--- ФРАГМЕНТ ТЕКСТА ---
Всюду жизнь. «Водитель для Веры», режиссер Павел Чухрай
- №10, октябрь
- Наталья Сиривля
«Водитель для Веры».
Автор сценария и режиссер П. Чухрай. Оператор И. Клебанов. Художник О. Кравченя. Композитор Э. Артемьев. В ролях: И. Петренко, А. Бабенко, Б. Ступка, А. Панин, Е. Юдина, М. Голуб, В. Баринов и другие. Первый канал, ПРОФИТ, телеканал «1+1» при участии Службы кинематографии Министерства культуры РФ. Россия-Украина. 2004.
Фильм «Водитель для Веры» — большая киношная радость. Во-первых, радует качество — не хуже голливудского или, если использовать реалии фильма, сравнимое с качеством блестящего правительственного автомобиля ЗИМ ручной сборки. Все — от дизайна до последнего винтика — совершенно, все работает без сбоев, отвечает своему назначению, и на мягком ходу машина развивает такую скорость, что пассажир, то бишь зритель, просто обречен на захватывающие эмоции.
Во-вторых, радует касса. Точные цифры не публикуются, но фильм идет при полных залах, зрители просветленно рыдают, а производители и прокатчики делают вывод, что качественная российская мелодрама — товар продаваемый и, соответственно, окупаемый и деньги стоит вкладывать не только в «Антикиллера» и «Ночной Дозор», но и в такое кино, как «Водитель для Веры».
Однако, если взглянуть на дело не с чисто киношной, а с более широкой — социопсихологической — точки зрения, радостная готовность современного, далеко не бедного зрителя новых кинотеатров откликнуться на это мелодраматическое послание вызывает у меня лично чувство определенного дискомфорта. Ничего не могу с собой поделать. Хотя кино и вправду хорошее…
Тут тебе и сияющий парадиз советского Крыма — цветущие поля, море, горы, солнце, решетки, увитые виноградом, корабли на рейде, статные моряки в белом и прекрасные девушки в газовых косынках… Изнанка этого великолепия дана с той же изобразительной убедительностью — узкие улочки, покосившиеся хибарки, дурдом за пыльной оградой, задворки районной больницы, где медсестра равнодушно вываливает из ведра в контейнер отходы абортов, тюремные камеры и пропитанные привычной подлостью стены следственных кабинетов… Такая вот извечная наша жизнь, где люди копошатся в насквозь просматриваемом коммунальном пространстве, пытаясь выгородить себе клочок частного, приватного бытия, а недремлющее государство то и дело катком проходится по этим хлипким перегородкам, просто чтобы неповадно было: ведь почувствует человек себя хозяином собственного существования, возомнит, и фиг его потом прижмешь к ногтю!
--- ИСХОДНЫЙ ЛИСТИНГ ---
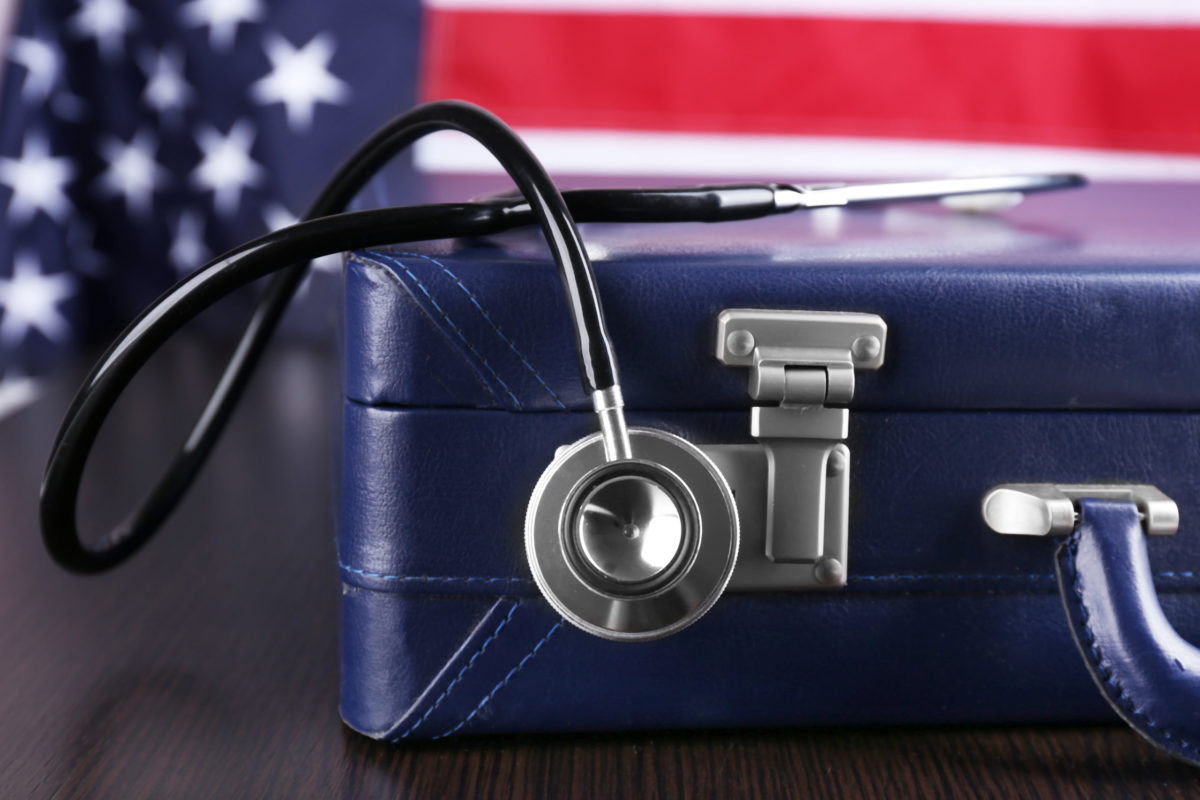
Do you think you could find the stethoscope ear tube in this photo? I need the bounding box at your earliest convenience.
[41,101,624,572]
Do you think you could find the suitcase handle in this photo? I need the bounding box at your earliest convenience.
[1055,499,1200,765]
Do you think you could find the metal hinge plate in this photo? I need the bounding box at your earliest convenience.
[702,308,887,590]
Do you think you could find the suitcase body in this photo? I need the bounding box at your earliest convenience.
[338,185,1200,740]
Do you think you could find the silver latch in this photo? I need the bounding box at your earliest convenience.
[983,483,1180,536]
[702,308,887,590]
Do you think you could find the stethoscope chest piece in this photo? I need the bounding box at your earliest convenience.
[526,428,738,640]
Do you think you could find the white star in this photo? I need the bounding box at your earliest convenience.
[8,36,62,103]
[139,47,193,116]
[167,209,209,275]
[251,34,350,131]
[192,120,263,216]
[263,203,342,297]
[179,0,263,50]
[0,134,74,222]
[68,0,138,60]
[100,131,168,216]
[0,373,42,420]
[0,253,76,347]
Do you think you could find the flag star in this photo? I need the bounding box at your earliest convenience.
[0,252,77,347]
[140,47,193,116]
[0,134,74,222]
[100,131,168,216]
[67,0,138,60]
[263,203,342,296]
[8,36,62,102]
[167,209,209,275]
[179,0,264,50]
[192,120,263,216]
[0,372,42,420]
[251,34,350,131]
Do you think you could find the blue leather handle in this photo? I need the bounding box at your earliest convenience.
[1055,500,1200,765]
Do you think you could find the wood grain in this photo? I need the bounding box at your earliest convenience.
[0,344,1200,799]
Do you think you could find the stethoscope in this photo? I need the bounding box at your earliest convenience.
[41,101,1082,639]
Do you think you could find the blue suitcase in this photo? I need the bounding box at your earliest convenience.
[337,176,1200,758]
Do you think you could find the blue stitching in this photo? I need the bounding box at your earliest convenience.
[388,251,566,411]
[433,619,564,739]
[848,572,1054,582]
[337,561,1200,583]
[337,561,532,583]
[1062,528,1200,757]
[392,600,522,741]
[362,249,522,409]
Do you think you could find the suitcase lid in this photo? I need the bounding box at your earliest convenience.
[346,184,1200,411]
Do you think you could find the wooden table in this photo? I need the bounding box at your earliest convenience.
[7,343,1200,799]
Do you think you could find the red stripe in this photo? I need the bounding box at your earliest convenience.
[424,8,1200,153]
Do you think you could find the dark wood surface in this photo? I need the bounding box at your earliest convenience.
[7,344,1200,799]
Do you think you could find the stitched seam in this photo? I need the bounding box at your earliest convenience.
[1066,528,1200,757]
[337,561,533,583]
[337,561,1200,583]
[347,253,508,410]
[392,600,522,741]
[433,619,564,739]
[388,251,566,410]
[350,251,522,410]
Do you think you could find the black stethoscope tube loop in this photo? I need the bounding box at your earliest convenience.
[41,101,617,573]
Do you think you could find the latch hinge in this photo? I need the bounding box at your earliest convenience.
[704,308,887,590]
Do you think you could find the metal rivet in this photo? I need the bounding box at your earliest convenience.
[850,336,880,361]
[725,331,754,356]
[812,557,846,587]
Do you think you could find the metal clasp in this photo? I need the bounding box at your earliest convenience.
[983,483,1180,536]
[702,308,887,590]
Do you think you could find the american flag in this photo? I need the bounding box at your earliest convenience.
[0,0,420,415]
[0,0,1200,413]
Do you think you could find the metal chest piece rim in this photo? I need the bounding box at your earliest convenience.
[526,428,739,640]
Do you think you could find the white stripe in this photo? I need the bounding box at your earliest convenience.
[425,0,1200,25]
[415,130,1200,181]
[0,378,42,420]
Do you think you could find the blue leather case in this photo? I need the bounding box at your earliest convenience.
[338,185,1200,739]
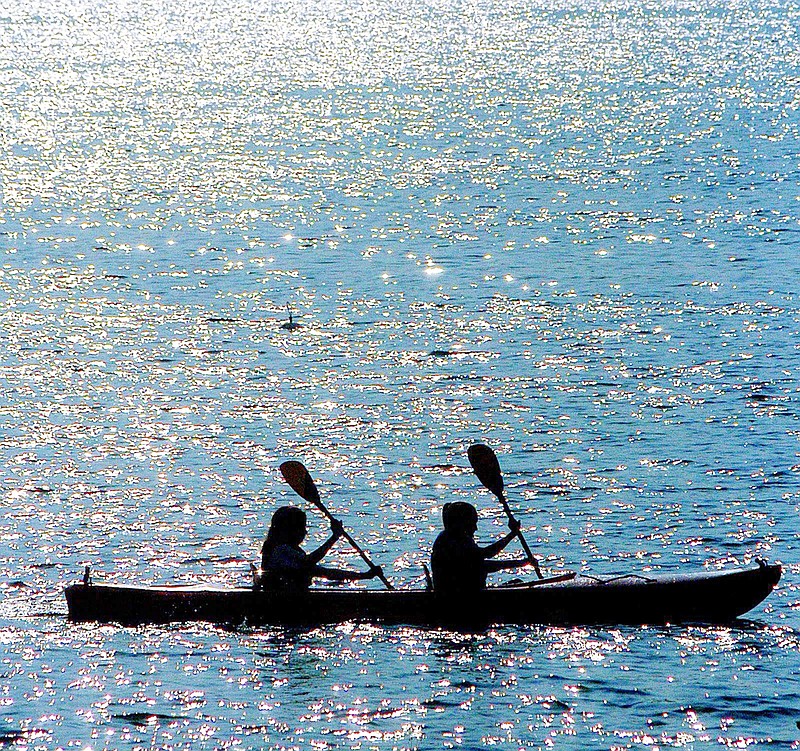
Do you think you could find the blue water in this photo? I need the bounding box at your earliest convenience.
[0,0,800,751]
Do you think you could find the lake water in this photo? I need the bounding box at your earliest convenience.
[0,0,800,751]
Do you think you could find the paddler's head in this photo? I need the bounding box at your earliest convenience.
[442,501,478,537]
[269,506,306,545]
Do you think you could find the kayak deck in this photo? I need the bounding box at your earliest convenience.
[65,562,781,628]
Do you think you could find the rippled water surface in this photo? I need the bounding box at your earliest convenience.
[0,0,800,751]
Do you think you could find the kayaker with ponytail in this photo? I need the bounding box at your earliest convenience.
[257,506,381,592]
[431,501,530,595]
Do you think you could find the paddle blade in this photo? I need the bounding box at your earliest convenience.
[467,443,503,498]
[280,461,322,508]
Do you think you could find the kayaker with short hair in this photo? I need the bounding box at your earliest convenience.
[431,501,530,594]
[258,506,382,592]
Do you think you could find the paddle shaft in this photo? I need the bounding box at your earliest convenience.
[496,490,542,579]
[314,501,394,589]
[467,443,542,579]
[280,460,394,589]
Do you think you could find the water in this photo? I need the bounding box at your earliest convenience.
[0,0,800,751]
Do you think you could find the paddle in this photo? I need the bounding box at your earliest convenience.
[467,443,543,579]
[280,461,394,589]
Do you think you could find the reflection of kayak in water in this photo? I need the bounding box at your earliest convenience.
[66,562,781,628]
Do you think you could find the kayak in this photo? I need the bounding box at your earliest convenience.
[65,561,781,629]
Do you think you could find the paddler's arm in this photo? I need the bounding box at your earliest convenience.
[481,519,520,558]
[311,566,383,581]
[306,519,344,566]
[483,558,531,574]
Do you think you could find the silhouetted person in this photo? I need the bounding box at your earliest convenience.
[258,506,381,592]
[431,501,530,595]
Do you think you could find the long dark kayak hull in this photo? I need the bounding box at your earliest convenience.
---
** ЧТО ТРЕБУЕТСЯ **
**a.** Приведите фрагмент рецензии, начиная с «Автор сценария и» и заканчивая «на захватывающие эмоции.», и замените в нём «ЗИМ» на «ЗИЛ».
**b.** Ответьте по рецензии на вопросы:
(i) Кто указан оператором фильма?
(ii) С каким автомобилем сравнивается качество фильма?
(iii) Какие два фильма названы как те, во что вкладывают деньги помимо такого кино, как «Водитель для Веры»?
Листинг получен из другого источника.

** ОТВЕТЫ ПО ЗАДАНИЯМ **
**a.**
Автор сценария и режиссер П. Чухрай. Оператор И. Клебанов. Художник О. Кравченя. Композитор Э. Артемьев. В ролях: И. Петренко, А. Бабенко, Б. Ступка, А. Панин, Е. Юдина, М. Голуб, В. Баринов и другие. Первый канал, ПРОФИТ, телеканал «1+1» при участии Службы кинематографии Министерства культуры РФ. Россия-Украина. 2004.
Фильм «Водитель для Веры» — большая киношная радость. Во-первых, радует качество — не хуже голливудского или, если использовать реалии фильма, сравнимое с качеством блестящего правительственного автомобиля ЗИЛ ручной сборки. Все — от дизайна до последнего винтика — совершенно, все работает без сбоев, отвечает своему назначению, и на мягком ходу машина развивает такую скорость, что пассажир, то бишь зритель, просто обречен на захватывающие эмоции.

**b.**
(i) И. Клебанов.
(ii) С блестящим правительственным автомобилем ЗИМ ручной сборки.
(iii) «Антикиллер» и «Ночной Дозор».